● DATA FOR THE TASK

********

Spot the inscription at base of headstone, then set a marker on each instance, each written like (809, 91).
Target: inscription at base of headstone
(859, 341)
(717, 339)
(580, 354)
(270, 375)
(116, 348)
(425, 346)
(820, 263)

********

● DO THIS
Render the data above as a CSV with the two columns source and result, giving each text its own row with its answer in the result field. Enclose every field in double quotes and replace any line breaks inside a field with spaces.

● RESULT OF THIS EXERCISE
source,result
"Spot the inscription at base of headstone, then set a marker on each instance, each written like (809, 91). Target: inscription at base of headstone","(859, 341) (717, 339) (580, 354) (270, 375) (116, 348) (425, 346) (820, 263)"